## What you will do
A: Copy the text on Douzhangzhuang Town from "During the Ming" up to and including "the sea level.".
B: Sum up the text on Douzhangzhuang Town in two sentences.

Town in Wuqing District, Tianjin, China

Douzhangzhuang Town (豆张庄镇 (Dòuzhāngzhuāng Zhèn, 豆張莊鎮)) is a town situated at the west side of Wuqing District, Tianjin, China. It shares border with Dongmaquan and Sicundian Towns in its north, Dongpuwa and Huangzhuang Subdistricts in its east, Chenzui and Huanghuadian Towns in its south, and Luofa Town in its west. In 2010, the town had 23,421 residents within its boundaries.

During the Ming Dynasty, the area was settled by a family with the surname Zhang, who specialized in the production of beans and vegetables. The settlement took the name Doujiaozhangzhuang (豆角张庄 (Bean Pod Zhang's Villa)), which was later simplified to Douzhangzhuang.

== Geography ==
Douzhangzhuang Town is situated along the Beijing–Shanghai Railway, at an altitude of 8 meters above the sea level.

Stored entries
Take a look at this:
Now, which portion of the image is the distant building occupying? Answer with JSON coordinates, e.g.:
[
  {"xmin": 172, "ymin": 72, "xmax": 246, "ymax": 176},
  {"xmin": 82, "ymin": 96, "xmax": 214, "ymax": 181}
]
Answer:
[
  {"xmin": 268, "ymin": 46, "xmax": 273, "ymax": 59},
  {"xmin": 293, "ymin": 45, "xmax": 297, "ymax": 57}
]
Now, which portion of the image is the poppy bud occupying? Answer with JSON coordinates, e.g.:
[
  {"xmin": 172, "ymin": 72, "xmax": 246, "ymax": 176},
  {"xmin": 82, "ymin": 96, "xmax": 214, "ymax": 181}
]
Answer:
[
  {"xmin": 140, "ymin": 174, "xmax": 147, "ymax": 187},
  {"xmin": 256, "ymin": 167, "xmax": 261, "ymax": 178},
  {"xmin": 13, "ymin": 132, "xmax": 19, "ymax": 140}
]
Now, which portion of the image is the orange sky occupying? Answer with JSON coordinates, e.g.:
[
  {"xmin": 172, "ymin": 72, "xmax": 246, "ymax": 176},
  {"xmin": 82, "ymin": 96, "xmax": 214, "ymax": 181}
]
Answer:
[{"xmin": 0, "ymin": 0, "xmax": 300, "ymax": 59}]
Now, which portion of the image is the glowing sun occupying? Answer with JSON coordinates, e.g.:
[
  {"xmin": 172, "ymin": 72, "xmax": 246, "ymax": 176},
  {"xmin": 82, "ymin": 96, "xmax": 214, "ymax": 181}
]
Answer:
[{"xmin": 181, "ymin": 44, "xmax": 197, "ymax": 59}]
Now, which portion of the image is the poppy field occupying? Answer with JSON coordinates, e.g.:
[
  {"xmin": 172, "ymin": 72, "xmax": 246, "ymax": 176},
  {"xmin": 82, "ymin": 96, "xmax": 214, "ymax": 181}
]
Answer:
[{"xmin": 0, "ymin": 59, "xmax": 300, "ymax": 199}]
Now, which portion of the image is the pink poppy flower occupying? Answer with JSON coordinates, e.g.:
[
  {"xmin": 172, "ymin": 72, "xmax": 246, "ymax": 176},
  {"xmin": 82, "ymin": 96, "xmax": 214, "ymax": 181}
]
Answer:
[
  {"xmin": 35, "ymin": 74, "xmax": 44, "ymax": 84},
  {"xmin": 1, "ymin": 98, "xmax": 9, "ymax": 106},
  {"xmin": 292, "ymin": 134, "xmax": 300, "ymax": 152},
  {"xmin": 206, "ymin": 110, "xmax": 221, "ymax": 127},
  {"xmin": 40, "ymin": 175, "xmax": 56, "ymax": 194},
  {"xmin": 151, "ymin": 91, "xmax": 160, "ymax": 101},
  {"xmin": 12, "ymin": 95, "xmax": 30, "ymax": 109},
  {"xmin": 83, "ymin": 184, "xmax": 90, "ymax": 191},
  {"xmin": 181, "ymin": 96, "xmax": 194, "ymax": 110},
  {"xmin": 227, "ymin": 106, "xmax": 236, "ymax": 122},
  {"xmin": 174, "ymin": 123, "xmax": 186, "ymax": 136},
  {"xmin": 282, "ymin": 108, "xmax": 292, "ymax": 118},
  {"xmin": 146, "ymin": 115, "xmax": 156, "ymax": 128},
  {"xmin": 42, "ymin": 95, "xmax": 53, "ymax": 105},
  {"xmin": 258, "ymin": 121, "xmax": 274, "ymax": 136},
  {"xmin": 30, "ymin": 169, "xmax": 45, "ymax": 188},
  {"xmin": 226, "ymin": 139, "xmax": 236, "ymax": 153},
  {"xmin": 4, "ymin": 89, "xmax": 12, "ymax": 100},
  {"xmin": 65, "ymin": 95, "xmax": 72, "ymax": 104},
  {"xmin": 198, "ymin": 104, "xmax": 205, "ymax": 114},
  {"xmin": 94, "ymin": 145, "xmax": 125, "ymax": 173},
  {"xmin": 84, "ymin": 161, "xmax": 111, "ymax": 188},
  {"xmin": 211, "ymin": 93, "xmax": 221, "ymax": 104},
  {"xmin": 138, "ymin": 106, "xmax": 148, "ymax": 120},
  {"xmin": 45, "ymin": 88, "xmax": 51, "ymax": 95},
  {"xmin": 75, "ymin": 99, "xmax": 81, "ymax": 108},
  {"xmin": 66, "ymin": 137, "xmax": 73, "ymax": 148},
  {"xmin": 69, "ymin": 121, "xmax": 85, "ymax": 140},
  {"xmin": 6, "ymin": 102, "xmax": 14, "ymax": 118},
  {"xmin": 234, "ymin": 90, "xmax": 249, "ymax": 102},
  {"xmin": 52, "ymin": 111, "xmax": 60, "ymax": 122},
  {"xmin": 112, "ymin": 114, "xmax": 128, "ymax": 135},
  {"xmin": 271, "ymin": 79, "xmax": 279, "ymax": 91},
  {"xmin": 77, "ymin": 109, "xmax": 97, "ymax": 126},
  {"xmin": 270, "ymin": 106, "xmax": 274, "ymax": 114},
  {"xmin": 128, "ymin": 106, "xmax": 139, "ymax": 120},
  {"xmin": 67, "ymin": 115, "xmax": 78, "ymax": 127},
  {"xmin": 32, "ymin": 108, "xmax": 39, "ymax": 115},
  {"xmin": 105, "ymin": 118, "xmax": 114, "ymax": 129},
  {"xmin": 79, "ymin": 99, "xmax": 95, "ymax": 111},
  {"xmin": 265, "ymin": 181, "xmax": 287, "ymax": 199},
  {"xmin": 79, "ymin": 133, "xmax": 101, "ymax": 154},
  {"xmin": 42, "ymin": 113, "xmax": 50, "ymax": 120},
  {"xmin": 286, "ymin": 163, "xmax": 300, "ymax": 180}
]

## Task-by-task results
A:
During the Ming Dynasty, the area was settled by a family with the surname Zhang, who specialized in the production of beans and vegetables. The settlement took the name Doujiaozhangzhuang (豆角张庄 (Bean Pod Zhang's Villa)), which was later simplified to Douzhangzhuang.

== Geography ==
Douzhangzhuang Town is situated along the Beijing–Shanghai Railway, at an altitude of 8 meters above the sea level.

B: Douzhangzhuang Town lies on the west side of Wuqing District in Tianjin, China, along the Beijing–Shanghai Railway at 8 meters above sea level, and had 23,421 residents in 2010. Its name is a shortened form of Doujiaozhangzhuang, the name the settlement took after a Zhang family that produced beans and vegetables settled the area during the Ming Dynasty.